Document passage:

The logic SDL together with axiom U is called SDL+.

Another idea is to add the 4 axiom itself:

4. Oφ ⊃ OOφ

In other words, what is obligatory ought to be obligatory. I believe that this is independent of the two other strengthenings just described; though if we add both 4 and C4, that entails U.

As we'll see, in the face of some puzzles, there is some intuitive pressure to be working with a weaker modal logic than D/SDL, not a stronger one.

Issues of interpretation

Although a formula like "O(You wash the car)" is often pronounced as "You ought to wash the car," linguists have argued that there is a contrast in natural language between deontic modals like "ought" and "should", on the one hand, and modals like "must", "have to", and "are obligated/required to," on the other hand. The former are called "weak necessity modals" and the latter "strong necessity modals." Examples like this bring out the difference:

You ought to wash the car, but you don't have to.

If the O of deontic logic captures any natural English expression, it's most likely to be the stronger modals.

Recorded information:
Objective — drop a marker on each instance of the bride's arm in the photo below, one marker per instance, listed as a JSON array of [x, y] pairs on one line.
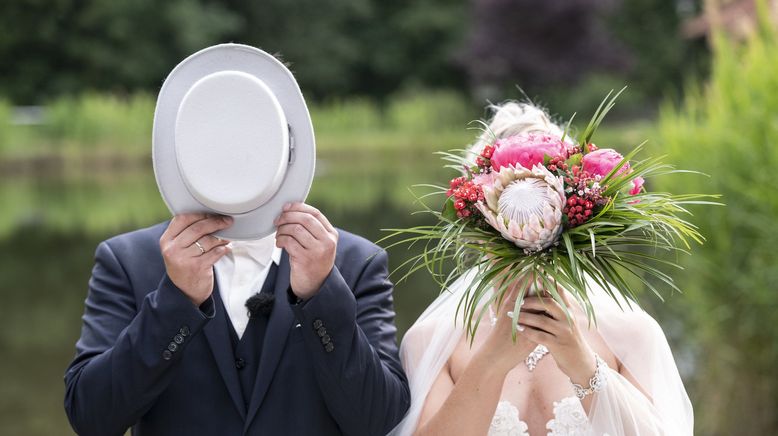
[[464, 407]]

Written problem: Rewrite the passage on deontic logic, starting with "As we'll see, in" and going on through "the stronger modals.", with "car" replaced by "dishes".

Final result:
As we'll see, in the face of some puzzles, there is some intuitive pressure to be working with a weaker modal logic than D/SDL, not a stronger one.

Issues of interpretation

Although a formula like "O(You wash the dishes)" is often pronounced as "You ought to wash the dishes," linguists have argued that there is a contrast in natural language between deontic modals like "ought" and "should", on the one hand, and modals like "must", "have to", and "are obligated/required to," on the other hand. The former are called "weak necessity modals" and the latter "strong necessity modals." Examples like this bring out the difference:

You ought to wash the dishes, but you don't have to.

If the O of deontic logic captures any natural English expression, it's most likely to be the stronger modals.